== GIVEN PROBLEM ==
Extract every line in the records below that contains the word "yellow".

(Stored data entries)
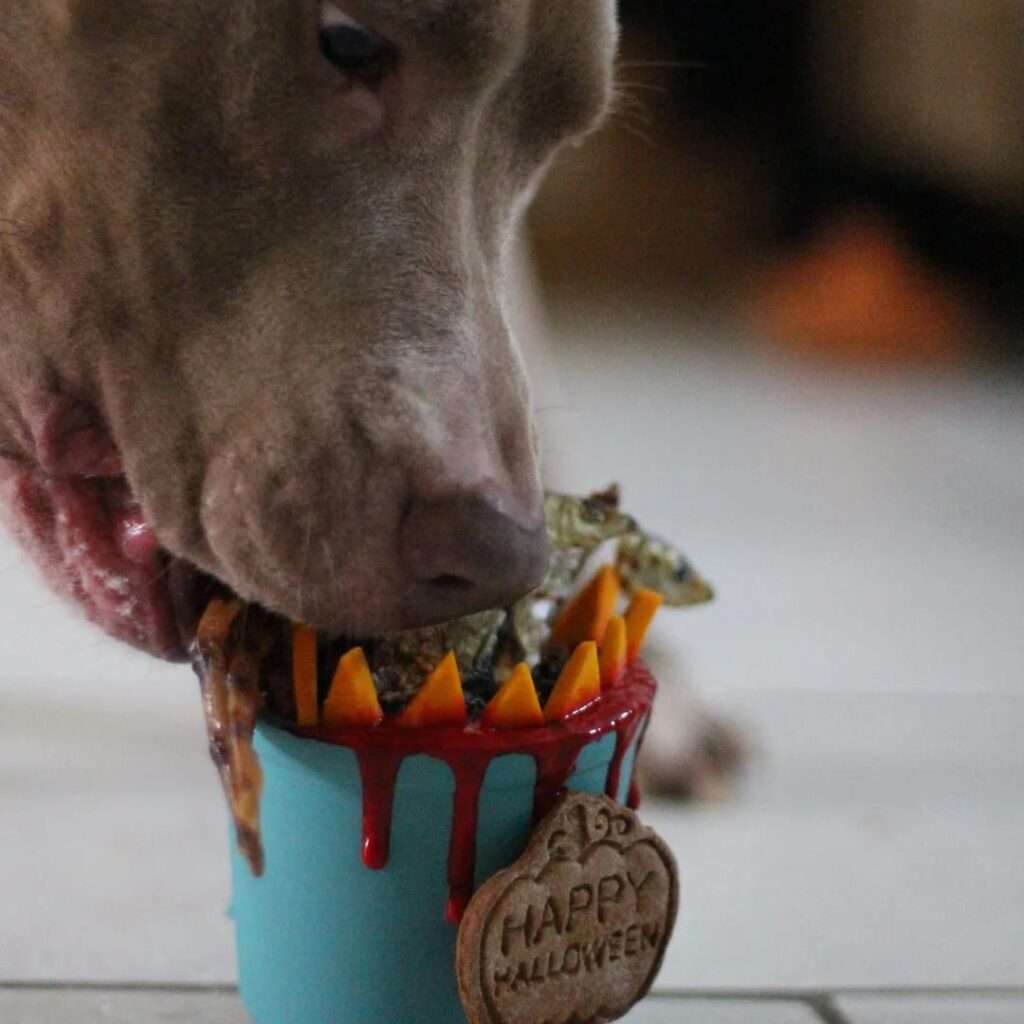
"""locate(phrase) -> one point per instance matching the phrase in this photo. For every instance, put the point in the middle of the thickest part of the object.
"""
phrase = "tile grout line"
(824, 1007)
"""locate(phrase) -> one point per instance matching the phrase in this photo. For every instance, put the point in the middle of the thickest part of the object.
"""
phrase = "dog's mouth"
(73, 508)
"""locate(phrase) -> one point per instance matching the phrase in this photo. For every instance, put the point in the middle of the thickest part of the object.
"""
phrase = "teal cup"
(323, 939)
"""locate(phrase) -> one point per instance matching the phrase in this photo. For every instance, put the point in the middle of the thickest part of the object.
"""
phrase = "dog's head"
(251, 281)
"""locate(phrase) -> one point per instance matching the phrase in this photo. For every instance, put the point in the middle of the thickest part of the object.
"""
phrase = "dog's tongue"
(93, 542)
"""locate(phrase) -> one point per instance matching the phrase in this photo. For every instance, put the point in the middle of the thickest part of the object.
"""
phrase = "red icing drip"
(469, 774)
(468, 751)
(627, 732)
(379, 770)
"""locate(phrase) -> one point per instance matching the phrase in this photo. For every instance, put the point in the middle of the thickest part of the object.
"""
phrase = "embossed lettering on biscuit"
(576, 931)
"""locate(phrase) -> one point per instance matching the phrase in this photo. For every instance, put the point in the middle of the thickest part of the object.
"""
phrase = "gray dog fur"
(283, 293)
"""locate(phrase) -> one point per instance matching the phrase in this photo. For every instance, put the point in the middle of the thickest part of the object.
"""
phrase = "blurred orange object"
(858, 294)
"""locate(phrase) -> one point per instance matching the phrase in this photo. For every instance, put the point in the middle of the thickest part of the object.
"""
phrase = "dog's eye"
(353, 49)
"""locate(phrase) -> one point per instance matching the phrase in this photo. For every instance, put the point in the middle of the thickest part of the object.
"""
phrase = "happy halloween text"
(526, 940)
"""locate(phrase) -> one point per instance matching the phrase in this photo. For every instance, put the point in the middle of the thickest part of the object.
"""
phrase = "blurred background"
(780, 299)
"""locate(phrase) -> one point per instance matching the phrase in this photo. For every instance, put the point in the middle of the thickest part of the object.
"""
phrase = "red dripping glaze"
(624, 740)
(379, 771)
(469, 750)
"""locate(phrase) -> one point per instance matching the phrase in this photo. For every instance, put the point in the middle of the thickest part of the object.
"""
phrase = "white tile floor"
(867, 540)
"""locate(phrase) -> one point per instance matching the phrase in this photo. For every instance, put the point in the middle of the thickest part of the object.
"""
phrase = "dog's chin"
(90, 539)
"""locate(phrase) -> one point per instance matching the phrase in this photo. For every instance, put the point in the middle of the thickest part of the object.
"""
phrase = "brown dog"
(251, 275)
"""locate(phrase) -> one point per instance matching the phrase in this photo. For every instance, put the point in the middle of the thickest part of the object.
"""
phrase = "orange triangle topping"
(579, 684)
(586, 616)
(516, 705)
(352, 702)
(613, 649)
(304, 675)
(639, 615)
(440, 699)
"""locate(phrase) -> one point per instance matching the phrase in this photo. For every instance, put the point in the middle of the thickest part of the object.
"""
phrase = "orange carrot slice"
(586, 616)
(579, 684)
(304, 675)
(639, 615)
(516, 705)
(352, 702)
(613, 650)
(440, 700)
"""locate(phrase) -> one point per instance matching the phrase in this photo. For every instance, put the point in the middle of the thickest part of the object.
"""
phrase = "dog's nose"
(464, 554)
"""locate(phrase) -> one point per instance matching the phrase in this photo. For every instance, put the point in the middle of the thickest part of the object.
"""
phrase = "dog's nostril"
(464, 554)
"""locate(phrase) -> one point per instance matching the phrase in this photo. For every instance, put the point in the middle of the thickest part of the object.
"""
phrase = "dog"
(252, 325)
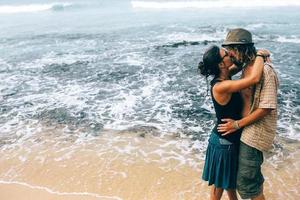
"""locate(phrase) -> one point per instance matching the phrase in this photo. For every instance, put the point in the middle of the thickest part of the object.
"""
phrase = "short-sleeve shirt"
(260, 134)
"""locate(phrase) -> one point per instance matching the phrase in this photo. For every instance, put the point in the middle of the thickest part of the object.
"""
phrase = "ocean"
(79, 70)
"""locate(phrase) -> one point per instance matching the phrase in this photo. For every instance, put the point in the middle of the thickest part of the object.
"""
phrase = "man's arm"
(231, 125)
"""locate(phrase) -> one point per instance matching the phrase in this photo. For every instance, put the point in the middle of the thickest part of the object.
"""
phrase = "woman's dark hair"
(210, 63)
(246, 52)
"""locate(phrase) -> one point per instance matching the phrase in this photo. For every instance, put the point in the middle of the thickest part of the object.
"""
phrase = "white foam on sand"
(212, 4)
(86, 194)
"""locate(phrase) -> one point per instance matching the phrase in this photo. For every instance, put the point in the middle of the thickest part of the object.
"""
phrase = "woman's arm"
(231, 125)
(230, 86)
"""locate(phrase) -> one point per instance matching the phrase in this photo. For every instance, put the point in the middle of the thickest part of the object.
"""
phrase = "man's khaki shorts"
(249, 177)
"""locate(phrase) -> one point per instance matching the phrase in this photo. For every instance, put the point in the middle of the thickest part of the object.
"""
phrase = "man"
(259, 115)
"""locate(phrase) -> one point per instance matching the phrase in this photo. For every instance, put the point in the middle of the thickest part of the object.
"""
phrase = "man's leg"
(215, 193)
(249, 177)
(232, 195)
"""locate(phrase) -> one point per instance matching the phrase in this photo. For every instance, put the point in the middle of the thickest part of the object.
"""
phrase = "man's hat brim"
(233, 43)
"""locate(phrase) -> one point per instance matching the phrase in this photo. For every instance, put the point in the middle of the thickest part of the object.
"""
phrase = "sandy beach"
(124, 165)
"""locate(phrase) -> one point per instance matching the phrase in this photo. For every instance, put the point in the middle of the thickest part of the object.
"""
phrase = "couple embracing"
(246, 111)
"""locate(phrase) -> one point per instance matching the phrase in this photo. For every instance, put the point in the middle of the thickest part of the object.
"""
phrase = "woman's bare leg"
(215, 193)
(232, 195)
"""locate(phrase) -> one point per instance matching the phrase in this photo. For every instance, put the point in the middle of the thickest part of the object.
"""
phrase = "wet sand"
(129, 167)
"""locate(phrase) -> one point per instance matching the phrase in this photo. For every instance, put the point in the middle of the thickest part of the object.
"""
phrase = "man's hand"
(227, 127)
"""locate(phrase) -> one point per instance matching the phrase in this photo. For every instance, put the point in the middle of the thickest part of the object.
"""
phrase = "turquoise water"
(120, 65)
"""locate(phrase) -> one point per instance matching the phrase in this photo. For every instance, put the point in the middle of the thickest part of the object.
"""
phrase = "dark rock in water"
(143, 130)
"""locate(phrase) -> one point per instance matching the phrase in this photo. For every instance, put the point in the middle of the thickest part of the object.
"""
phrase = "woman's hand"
(227, 127)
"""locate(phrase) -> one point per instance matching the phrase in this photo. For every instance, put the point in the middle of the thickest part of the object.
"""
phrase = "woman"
(222, 152)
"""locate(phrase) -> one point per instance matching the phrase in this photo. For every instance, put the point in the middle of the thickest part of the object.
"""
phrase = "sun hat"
(238, 36)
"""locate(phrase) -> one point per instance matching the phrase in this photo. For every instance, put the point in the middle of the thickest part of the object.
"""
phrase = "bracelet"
(236, 125)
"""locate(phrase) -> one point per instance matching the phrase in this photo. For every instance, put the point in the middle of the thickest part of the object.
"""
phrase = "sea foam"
(30, 8)
(212, 4)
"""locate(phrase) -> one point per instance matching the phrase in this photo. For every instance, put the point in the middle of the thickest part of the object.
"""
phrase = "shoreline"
(124, 166)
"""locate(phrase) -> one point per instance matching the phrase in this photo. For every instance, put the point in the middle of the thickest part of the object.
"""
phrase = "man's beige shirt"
(260, 134)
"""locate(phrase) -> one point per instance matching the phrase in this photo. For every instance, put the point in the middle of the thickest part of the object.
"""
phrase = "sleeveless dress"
(221, 160)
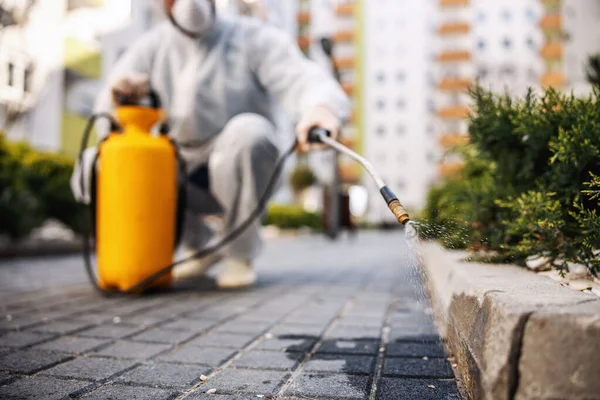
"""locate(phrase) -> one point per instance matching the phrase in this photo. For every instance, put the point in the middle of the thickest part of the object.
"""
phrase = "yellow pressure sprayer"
(138, 200)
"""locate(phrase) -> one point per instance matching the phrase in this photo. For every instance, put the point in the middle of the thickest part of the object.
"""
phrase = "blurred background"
(406, 64)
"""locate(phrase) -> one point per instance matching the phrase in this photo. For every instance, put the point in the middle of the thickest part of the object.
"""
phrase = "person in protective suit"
(218, 78)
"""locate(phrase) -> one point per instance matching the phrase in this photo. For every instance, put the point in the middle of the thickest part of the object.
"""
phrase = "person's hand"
(318, 117)
(134, 87)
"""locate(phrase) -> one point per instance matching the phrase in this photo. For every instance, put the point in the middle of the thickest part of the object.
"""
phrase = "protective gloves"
(320, 117)
(134, 86)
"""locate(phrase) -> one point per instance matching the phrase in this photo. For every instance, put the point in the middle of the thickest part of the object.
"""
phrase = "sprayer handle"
(315, 133)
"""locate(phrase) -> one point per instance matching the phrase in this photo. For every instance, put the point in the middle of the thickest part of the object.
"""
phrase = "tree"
(593, 70)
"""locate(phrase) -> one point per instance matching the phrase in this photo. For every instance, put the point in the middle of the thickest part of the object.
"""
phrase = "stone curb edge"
(515, 334)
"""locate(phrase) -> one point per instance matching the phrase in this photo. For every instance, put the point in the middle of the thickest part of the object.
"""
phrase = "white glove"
(83, 195)
(320, 117)
(135, 86)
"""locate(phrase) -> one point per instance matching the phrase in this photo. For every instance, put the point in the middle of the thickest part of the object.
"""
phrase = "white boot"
(195, 268)
(236, 274)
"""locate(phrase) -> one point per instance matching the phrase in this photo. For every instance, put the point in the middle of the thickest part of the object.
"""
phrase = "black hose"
(147, 282)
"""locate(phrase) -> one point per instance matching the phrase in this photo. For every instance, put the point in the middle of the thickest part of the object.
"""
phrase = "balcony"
(551, 22)
(344, 10)
(343, 37)
(454, 56)
(552, 51)
(452, 29)
(453, 112)
(453, 140)
(454, 3)
(454, 85)
(345, 63)
(553, 79)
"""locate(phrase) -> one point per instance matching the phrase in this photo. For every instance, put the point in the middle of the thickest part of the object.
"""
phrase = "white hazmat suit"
(218, 92)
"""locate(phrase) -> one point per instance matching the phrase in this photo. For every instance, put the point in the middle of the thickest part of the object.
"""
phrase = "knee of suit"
(252, 134)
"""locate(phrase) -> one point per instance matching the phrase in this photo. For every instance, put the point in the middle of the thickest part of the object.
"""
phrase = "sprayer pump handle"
(315, 133)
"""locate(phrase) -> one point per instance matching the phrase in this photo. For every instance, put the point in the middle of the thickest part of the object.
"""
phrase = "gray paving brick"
(122, 392)
(231, 340)
(73, 344)
(132, 350)
(193, 325)
(31, 361)
(259, 359)
(407, 349)
(343, 363)
(111, 331)
(39, 387)
(417, 367)
(165, 336)
(23, 339)
(246, 381)
(212, 356)
(165, 375)
(62, 327)
(294, 345)
(332, 346)
(89, 368)
(298, 331)
(417, 389)
(330, 386)
(243, 327)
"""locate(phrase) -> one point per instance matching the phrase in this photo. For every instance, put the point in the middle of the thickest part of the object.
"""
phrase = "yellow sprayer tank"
(136, 201)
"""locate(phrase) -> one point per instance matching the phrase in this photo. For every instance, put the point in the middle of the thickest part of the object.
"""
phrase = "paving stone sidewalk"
(343, 320)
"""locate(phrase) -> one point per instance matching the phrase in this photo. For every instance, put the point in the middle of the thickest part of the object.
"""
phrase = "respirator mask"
(194, 18)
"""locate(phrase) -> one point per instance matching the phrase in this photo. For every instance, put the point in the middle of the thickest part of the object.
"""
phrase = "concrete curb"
(515, 334)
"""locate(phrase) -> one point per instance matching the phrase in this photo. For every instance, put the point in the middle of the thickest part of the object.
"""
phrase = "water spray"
(318, 135)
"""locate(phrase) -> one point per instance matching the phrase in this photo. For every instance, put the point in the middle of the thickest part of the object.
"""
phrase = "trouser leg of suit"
(241, 162)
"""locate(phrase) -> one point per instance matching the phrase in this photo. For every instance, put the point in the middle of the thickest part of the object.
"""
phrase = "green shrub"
(525, 188)
(291, 217)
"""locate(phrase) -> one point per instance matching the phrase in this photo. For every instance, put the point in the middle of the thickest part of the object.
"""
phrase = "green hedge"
(291, 217)
(529, 184)
(34, 187)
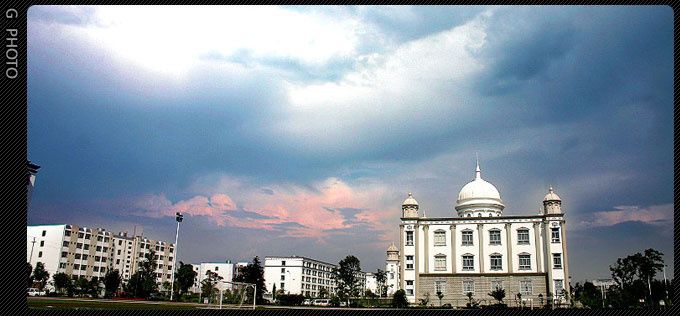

== ANSWER BELOW ==
phrase = "yellow pressure sprayer"
phrase = "yellow sprayer tank"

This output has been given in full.